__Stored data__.
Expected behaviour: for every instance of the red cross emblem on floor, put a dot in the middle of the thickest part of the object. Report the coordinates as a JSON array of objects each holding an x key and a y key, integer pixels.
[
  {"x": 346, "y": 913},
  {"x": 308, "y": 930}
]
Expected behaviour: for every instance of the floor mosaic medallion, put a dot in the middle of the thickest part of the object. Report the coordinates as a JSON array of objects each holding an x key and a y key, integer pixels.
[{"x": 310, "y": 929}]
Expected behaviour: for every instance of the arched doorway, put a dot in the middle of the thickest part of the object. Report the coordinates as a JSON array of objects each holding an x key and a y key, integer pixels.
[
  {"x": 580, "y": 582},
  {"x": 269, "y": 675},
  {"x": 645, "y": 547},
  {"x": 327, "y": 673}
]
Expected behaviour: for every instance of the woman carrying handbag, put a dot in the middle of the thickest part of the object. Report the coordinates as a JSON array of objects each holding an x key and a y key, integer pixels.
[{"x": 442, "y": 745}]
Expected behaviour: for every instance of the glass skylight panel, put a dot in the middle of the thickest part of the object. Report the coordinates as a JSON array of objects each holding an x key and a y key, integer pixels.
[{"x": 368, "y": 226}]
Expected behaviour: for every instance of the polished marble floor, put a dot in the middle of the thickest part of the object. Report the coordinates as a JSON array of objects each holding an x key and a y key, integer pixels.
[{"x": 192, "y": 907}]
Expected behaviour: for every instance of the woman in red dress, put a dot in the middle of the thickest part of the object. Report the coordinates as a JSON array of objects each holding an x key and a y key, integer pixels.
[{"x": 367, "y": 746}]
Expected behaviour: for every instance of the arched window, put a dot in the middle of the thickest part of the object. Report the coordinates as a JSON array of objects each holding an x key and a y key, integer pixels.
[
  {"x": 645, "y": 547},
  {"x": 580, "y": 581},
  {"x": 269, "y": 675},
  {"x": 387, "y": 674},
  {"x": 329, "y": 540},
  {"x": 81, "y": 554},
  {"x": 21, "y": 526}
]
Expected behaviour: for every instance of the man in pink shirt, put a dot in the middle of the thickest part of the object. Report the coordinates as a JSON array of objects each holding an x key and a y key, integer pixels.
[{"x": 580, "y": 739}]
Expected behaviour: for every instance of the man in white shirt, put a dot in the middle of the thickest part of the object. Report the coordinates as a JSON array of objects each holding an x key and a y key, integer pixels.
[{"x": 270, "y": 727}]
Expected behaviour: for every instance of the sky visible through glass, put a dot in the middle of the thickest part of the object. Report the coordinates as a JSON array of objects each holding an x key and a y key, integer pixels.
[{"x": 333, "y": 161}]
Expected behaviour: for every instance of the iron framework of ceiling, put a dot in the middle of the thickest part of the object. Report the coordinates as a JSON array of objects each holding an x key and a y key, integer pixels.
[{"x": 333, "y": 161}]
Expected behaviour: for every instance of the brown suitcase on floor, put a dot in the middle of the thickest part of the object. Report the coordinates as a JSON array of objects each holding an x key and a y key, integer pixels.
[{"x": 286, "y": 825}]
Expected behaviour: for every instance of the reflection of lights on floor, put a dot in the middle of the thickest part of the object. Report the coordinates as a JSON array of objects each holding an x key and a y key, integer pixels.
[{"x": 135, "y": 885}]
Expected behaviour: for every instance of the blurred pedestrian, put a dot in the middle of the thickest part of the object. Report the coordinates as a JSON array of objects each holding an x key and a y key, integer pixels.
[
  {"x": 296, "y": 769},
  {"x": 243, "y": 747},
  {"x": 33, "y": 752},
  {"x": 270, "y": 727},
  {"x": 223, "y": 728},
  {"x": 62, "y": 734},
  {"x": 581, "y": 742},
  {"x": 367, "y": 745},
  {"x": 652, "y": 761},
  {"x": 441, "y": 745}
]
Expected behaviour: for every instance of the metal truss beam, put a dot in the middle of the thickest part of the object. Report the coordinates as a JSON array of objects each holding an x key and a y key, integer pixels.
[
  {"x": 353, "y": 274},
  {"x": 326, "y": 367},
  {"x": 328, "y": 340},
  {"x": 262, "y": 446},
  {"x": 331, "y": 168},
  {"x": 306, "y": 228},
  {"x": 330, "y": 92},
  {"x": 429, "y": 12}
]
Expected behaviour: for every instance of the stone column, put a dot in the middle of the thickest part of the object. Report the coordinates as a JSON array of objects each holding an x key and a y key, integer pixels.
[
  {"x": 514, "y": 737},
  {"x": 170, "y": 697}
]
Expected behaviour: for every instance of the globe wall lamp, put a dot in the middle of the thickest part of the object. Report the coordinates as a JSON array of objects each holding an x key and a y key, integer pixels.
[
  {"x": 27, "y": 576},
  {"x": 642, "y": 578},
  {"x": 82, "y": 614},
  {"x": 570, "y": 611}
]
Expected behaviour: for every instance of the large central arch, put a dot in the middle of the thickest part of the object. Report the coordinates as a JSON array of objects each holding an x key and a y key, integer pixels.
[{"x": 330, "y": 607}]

==

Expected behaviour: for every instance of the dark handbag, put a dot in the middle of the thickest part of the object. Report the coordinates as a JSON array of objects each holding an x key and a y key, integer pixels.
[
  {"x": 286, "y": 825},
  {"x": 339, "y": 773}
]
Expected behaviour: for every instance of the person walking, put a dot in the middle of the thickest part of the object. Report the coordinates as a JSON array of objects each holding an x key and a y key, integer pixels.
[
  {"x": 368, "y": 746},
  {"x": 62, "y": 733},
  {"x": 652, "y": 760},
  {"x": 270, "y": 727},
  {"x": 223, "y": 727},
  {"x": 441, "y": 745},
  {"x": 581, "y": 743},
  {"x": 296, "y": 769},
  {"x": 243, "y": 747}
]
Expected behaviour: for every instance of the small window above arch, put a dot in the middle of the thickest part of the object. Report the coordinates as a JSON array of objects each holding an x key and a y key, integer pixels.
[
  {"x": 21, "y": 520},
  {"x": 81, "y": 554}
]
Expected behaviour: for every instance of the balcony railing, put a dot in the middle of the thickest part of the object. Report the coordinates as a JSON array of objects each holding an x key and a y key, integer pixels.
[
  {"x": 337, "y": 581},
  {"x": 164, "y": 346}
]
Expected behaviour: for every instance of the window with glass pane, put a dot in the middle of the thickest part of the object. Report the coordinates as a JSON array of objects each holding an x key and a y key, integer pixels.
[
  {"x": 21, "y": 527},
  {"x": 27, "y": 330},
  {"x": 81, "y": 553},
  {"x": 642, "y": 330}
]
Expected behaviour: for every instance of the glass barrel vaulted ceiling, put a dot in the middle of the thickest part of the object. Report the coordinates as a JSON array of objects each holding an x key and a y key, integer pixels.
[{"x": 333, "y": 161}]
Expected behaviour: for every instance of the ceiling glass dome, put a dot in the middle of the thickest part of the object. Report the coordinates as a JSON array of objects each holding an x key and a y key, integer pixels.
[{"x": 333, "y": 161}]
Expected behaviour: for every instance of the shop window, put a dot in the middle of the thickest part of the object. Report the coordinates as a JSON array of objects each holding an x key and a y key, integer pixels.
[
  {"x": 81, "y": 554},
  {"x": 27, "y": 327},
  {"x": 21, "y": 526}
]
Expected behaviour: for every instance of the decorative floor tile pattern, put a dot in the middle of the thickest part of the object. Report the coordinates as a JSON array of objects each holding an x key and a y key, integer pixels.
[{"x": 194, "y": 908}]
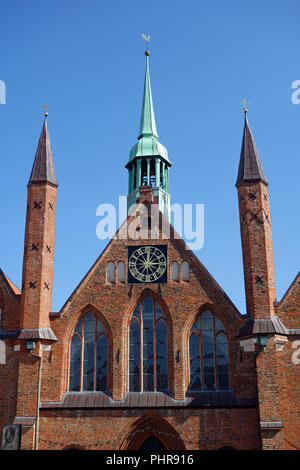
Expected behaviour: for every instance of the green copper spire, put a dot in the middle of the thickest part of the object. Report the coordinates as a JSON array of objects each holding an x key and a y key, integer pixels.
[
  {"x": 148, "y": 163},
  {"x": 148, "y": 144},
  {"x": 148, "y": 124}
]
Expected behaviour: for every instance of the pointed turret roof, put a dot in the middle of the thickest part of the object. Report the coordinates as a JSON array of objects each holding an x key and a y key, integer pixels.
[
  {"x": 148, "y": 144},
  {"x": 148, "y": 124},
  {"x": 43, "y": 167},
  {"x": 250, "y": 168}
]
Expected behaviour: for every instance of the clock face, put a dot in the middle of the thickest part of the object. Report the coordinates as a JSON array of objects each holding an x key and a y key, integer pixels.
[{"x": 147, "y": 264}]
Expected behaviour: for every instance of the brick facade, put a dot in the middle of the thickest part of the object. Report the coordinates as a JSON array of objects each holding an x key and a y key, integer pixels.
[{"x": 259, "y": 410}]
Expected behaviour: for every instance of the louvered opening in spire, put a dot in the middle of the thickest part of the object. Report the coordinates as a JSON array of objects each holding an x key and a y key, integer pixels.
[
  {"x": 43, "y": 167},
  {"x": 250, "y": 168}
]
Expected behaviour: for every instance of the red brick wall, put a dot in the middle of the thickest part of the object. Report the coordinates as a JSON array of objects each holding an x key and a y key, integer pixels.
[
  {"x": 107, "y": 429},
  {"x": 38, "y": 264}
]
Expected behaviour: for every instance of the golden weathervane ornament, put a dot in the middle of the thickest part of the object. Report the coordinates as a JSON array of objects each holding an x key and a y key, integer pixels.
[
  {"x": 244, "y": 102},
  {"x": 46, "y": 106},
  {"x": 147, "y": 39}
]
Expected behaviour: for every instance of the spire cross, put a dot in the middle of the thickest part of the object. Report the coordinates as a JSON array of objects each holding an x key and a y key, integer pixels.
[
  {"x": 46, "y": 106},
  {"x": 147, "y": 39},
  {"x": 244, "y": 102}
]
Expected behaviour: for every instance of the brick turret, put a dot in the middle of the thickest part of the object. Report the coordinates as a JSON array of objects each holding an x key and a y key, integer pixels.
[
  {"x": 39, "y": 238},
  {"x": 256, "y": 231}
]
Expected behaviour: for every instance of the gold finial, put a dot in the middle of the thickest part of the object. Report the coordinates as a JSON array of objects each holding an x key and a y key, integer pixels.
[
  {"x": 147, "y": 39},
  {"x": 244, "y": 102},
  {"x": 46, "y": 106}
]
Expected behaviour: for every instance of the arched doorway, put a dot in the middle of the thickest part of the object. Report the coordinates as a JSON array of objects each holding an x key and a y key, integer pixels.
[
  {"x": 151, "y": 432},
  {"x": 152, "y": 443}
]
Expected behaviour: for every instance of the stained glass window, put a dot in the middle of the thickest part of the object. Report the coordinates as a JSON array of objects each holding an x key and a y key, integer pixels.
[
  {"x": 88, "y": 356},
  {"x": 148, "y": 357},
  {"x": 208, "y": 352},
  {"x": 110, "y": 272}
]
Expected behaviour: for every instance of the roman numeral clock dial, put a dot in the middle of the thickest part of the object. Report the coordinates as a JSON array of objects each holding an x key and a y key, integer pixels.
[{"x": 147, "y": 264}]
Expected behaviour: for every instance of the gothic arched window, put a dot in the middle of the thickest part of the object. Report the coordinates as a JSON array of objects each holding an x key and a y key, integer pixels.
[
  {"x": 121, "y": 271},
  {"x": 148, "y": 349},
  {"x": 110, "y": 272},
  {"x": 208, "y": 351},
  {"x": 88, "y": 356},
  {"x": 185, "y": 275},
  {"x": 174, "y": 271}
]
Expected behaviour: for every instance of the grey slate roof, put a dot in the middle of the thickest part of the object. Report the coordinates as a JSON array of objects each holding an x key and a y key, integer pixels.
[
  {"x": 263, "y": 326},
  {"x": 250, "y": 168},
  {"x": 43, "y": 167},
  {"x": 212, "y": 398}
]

...

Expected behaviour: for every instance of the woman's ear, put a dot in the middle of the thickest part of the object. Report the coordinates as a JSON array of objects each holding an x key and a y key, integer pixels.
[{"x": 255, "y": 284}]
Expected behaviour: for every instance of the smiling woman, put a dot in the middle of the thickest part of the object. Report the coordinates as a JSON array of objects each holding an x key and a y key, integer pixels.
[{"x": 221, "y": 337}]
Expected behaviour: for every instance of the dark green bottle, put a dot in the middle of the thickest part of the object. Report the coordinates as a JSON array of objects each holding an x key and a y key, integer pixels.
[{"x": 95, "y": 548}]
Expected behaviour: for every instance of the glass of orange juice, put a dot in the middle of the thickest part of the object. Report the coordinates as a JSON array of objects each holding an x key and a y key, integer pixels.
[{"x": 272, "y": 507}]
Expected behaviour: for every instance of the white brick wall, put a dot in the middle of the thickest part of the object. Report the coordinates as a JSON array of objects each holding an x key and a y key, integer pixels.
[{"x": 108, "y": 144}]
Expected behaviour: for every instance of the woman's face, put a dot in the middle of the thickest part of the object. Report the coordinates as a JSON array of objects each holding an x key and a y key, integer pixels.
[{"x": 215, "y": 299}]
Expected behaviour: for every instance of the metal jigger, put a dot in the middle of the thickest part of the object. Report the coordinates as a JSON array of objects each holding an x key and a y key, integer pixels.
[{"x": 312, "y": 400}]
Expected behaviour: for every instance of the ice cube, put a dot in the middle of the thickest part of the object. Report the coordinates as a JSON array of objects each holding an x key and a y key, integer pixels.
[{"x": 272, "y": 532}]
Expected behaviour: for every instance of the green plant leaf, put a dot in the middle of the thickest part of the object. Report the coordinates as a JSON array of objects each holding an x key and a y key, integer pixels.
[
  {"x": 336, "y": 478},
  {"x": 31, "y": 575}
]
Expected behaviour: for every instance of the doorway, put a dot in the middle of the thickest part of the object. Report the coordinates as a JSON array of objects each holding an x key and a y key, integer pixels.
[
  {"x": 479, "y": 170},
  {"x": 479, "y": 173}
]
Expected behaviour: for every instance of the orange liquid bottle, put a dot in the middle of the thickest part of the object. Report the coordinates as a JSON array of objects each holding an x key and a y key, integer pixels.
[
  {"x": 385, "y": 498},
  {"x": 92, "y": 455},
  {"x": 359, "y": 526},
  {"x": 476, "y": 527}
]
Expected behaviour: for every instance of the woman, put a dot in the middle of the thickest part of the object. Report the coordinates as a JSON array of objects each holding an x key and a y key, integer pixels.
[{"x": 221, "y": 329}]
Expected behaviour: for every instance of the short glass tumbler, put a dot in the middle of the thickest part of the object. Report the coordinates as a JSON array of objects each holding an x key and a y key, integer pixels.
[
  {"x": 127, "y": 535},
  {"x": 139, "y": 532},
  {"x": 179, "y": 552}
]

__Task objective__. Report every row that contains the word "bottle", copying each one in full.

__The reply__.
Expected behaviour: for every instance of the dark green bottle, put a dot in the middle of the thickest part of the object. Report the coordinates as a JSON array of objects each holding an x key and a y key, integer pixels.
Expected behaviour: for every instance of the orange liquid bottle, put a dot in the middle of the thickest part of the object. Report the coordinates as a JSON array of objects each holding an x key and a y key, integer pixels.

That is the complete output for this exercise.